Object position labeling entries:
++++++++++++++++++++

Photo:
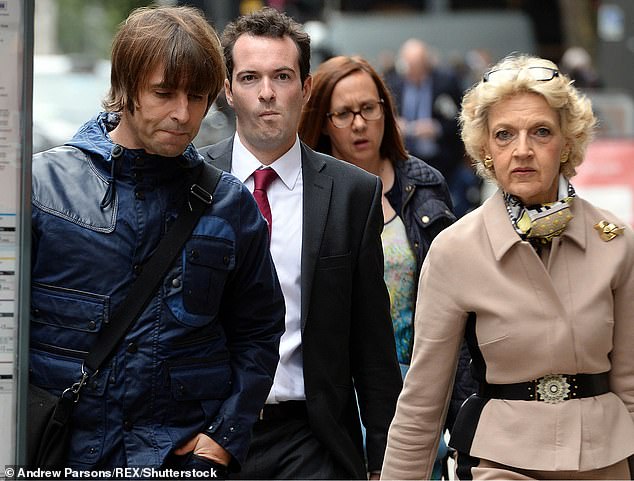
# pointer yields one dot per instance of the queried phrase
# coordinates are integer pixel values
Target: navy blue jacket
(203, 353)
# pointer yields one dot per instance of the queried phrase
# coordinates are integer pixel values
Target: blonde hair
(577, 121)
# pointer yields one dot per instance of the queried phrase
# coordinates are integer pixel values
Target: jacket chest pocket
(207, 264)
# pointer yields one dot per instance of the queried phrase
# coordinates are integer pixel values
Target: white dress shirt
(285, 196)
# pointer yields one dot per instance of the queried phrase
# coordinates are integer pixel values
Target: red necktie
(262, 179)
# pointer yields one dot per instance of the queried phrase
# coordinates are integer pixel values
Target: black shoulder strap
(199, 198)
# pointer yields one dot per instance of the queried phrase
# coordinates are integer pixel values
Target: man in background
(428, 100)
(185, 385)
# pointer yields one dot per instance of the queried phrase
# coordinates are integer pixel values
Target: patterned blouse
(400, 266)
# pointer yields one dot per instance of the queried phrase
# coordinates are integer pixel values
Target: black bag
(48, 428)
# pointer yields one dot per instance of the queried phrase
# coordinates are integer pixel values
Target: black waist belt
(553, 388)
(284, 410)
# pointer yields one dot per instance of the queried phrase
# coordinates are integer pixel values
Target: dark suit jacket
(347, 336)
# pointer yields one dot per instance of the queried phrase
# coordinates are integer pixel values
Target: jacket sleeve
(252, 315)
(375, 369)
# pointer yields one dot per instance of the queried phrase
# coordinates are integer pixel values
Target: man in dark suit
(427, 99)
(326, 219)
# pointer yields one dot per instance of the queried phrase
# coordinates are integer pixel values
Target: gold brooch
(608, 231)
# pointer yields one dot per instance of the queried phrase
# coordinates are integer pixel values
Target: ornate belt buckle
(553, 388)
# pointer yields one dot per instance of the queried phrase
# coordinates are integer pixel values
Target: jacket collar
(502, 235)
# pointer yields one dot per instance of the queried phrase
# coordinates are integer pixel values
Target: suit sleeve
(375, 367)
(252, 315)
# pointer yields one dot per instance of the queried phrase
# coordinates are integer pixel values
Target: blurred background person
(427, 99)
(507, 275)
(350, 115)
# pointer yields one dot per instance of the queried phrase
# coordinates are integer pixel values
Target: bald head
(415, 60)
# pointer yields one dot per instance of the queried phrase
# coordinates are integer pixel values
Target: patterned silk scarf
(541, 223)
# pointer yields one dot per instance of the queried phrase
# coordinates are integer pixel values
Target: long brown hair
(178, 38)
(312, 123)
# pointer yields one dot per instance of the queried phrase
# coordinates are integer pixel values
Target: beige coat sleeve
(439, 324)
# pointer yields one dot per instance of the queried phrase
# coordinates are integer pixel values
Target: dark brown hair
(178, 38)
(312, 123)
(270, 23)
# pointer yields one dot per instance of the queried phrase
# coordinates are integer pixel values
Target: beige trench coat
(573, 315)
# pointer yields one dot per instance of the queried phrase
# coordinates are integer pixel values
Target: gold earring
(564, 157)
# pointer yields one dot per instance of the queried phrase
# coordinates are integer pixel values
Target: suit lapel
(317, 193)
(220, 154)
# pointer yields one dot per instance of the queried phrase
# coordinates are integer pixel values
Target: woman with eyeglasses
(350, 116)
(541, 282)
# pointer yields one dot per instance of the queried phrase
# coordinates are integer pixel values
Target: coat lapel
(317, 194)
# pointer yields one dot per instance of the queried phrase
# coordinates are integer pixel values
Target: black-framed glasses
(345, 118)
(541, 74)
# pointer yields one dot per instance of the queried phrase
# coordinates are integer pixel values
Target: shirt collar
(287, 167)
(502, 235)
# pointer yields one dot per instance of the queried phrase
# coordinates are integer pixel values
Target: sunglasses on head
(541, 74)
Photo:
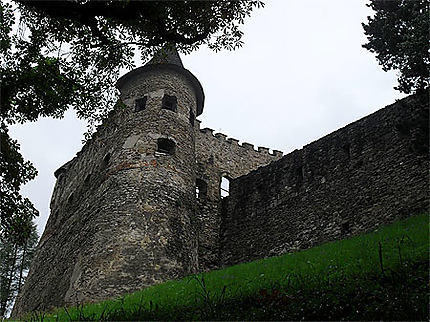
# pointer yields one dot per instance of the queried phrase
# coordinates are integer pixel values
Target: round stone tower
(123, 210)
(153, 166)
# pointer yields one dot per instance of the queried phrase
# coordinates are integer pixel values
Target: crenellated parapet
(218, 158)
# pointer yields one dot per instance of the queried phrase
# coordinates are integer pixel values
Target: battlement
(223, 138)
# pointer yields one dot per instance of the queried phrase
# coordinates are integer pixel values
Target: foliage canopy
(65, 54)
(399, 36)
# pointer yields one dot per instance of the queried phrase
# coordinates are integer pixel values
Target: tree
(399, 36)
(15, 259)
(65, 54)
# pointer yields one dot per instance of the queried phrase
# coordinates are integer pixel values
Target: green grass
(381, 275)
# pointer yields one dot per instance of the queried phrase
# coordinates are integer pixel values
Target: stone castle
(142, 202)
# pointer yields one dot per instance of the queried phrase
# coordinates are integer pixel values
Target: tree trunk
(5, 300)
(21, 267)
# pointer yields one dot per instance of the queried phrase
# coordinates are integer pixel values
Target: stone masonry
(124, 212)
(141, 202)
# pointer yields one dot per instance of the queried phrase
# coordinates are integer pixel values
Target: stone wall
(122, 214)
(366, 174)
(218, 156)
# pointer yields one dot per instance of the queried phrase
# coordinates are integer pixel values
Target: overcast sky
(301, 74)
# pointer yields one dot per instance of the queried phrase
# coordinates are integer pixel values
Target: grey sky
(301, 74)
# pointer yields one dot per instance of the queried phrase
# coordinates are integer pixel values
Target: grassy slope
(381, 275)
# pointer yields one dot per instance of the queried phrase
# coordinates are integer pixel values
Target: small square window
(169, 103)
(140, 104)
(166, 146)
(192, 117)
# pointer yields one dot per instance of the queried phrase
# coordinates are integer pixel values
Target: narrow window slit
(140, 104)
(225, 187)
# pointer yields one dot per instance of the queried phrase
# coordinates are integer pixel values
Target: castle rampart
(143, 201)
(218, 156)
(366, 174)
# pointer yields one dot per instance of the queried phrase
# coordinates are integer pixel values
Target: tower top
(166, 59)
(166, 56)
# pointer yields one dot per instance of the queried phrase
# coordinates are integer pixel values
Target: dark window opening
(347, 149)
(140, 104)
(166, 146)
(169, 103)
(192, 117)
(345, 228)
(106, 158)
(201, 189)
(225, 187)
(299, 172)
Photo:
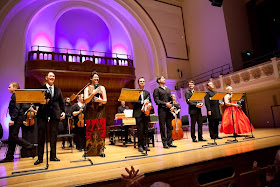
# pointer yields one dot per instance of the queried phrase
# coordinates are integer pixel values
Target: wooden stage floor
(64, 173)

++++++++++++++++++++

Set task –
Apart from the pictures, the entries above are to be repeated in full and exactly.

Result of the exercise –
Photo:
# pointer yields one dot per instance of the queried phrase
# coordinates are integer pixel values
Target: navy blue jacket
(203, 353)
# pointer yields one dot per instance of the queried phrase
# coordinates are integer pixel values
Target: blonde hair
(577, 121)
# pointer yields one dot per instance of the queried phrase
# coordinates are integer pixel values
Target: jacket chest pocket
(207, 264)
# pointer yields one dot per instance of the queried phrase
# coordinates are integer pixel values
Target: white dress shirt
(285, 196)
# pointer yields one dot per instance of the queried phrase
# coordinates are integer pixel values
Target: red necktie
(262, 179)
# pointer yields one dot per instance of the queried phrase
# coordinates are integer pixel values
Target: black shoulder strap
(199, 198)
# pointer yields one dot per instance of the queried phrase
# coordinates are integer pixel values
Target: man in background
(428, 100)
(185, 385)
# pointer yields one dot per instance of the queried phrase
# coordinates are integer pixel values
Target: patterned blouse
(400, 266)
# pointer yields one dot per instance of the queried phrase
# coordinates are integer pixel values
Target: black bag
(48, 428)
# pointer yields one dot per instance of the queried phrase
# coordinates are integer pixel values
Target: black waist belt
(553, 388)
(284, 410)
# pointer yields one dot per instance of the queried phrase
# coordinates are integer pixel values
Target: dark suit jacket
(347, 336)
# pointer yields one dot per instance of the queried phrase
# coordinates are integer pixel values
Target: jacket sleeve
(252, 315)
(375, 369)
# pointer yields one dot per instance of the queried phrase
# coordinates are integer pixel values
Target: man in dark suit
(427, 99)
(326, 219)
# pointer yields one dot per instance of the queried phrase
# coordinates are integer pixel values
Target: gold brooch
(608, 231)
# pointer yields one dot per instance of the queried phrase
# coordinates are integer pixel values
Target: ornate belt buckle
(553, 388)
# pointer yields one dot per instance of the queried phrase
# coordinates are integer pixel values
Target: jacket collar
(502, 235)
# pointer yields one dot per instance of the queried phrase
# coordinates are integer pixel values
Target: suit sleeve
(375, 367)
(252, 315)
# pointer yields one dot per instance of the queried phrase
# coordinates are integer pixel values
Target: blurred background person
(427, 99)
(507, 275)
(350, 115)
# pointer yields one dot per instance of the queried phrase
# coordinates are integer pixel values
Target: bald head
(415, 60)
# pointer yields one dot per instance of the queried phrase
# coordinates are integer pixel values
Target: patterned silk scarf
(541, 223)
# pointer yields one dot per instance of the queried phrase
# coordinates are integer pixel values
Target: long brown hair
(178, 38)
(312, 123)
# pointer yields one dot per instance of the queried phrase
# coordinates are integer pixel values
Target: beige coat sleeve
(439, 324)
# pointer yields one dot per instance of the queried phrase
# coordinates are integer pixel values
Target: dark brown hair
(178, 38)
(312, 123)
(270, 23)
# pointer yields one dot per instance of the queried phrase
# coordinates are integer pixel values
Target: beige trench coat
(573, 315)
# pointer yields one dot per instance of the queried phrase
# coordinates are integer pixel values
Target: gold earring
(564, 157)
# pointer yields one dot per instance of the queried phrase
# coordinates are integer pixel values
Target: suit lapel
(317, 193)
(220, 154)
# pointer yields one dot per instance of the queried phrase
# coordinates are integer pixel values
Target: woman with eyeglasses
(350, 116)
(541, 282)
# pointer yields one dot per instance of the queried phrase
# coordinates are integer pixel values
Target: coat lapel
(317, 194)
# pointer yields one dot per instance of the queried phrase
# coordinates are integer pixel values
Target: black-framed glasses
(345, 118)
(541, 74)
# pointer yields one dot per instance of the queried phrase
# coordinates are integer pixel values
Target: shirt collar
(287, 167)
(502, 235)
# pointer yields one dot per instance of the queried phrase
# coordinates are integer pixel values
Target: sunglasses on head
(541, 74)
Photo:
# pointer yields one dot per instance of the queried phrase
# coordinates are integer pixel values
Target: round stone tower
(123, 210)
(153, 166)
# pointer yields one dot per instance of the queried phrase
# coordinates are integer pixel values
Target: crenellated parapet
(218, 158)
# pointer yields one dot per instance of the queried phrase
# coordinates are integer pixel values
Target: battlement
(223, 138)
# pointer yields one dot per instance of the queried phrase
# coordinates are integer pixel values
Target: foliage canopy
(65, 54)
(399, 36)
# pointer yields one dot per instance of the queried phrase
# coordinates are integer pixel values
Target: tree
(399, 36)
(15, 259)
(65, 54)
# pointer yields one dot per instance of the queried phrase
# coordinates are integer pixel values
Target: green grass
(381, 275)
# pointer yields one dot per instance of the queried phrase
# coordinates are integer pixel values
Target: stone castle
(142, 202)
# pointer yields one dot per instance of the queried phrase
# coordinates are integer pixel values
Target: tree trunk
(5, 300)
(21, 267)
# pointer yields one dot per instance of the queried phrase
# coordinates are integer pixel values
Target: stone masonry
(124, 212)
(141, 202)
# pointer yields one dot per instance of the queried phrase
# coordinates are integer pixel values
Target: stone wall
(122, 214)
(366, 174)
(218, 156)
# pointer yields one dot per instance of the queried phrase
# coordinates are integer pixel values
Target: overcast sky
(301, 74)
# pointer yields one dot per instance of the queried phrase
# coordinates are integer pixel values
Target: grey sky
(301, 74)
# pointer yields one dot per instance of the queried phrase
# coordinates are integer pixel values
Target: grassy slope
(381, 275)
# pointer yields one dot per instance of the queried phrase
# coordinates are integer pixel values
Target: small square window
(169, 103)
(140, 104)
(166, 146)
(192, 117)
# pointer yields one dot per instance of the queried phrase
# coordinates are integer pixel values
Target: narrow window slit
(140, 104)
(225, 187)
# pointer yields one dot per instance of the queried phrase
# coordinates are integer pixel values
Target: castle rampart
(143, 201)
(218, 156)
(366, 174)
# pointer yields one dot per instance of the queried phrase
# coordinates are integer pixel values
Target: tower top
(166, 59)
(166, 56)
# pointer yields one dot per instance of the queried phrase
# coordinates are integer pixel values
Target: dark window opening
(347, 149)
(140, 104)
(166, 146)
(169, 103)
(192, 117)
(345, 228)
(106, 158)
(201, 189)
(225, 187)
(299, 172)
Photo:
# pointer yields one dot per instance of the queried phrase
# coordinates are integer pixel values
Target: wooden stage floor
(64, 173)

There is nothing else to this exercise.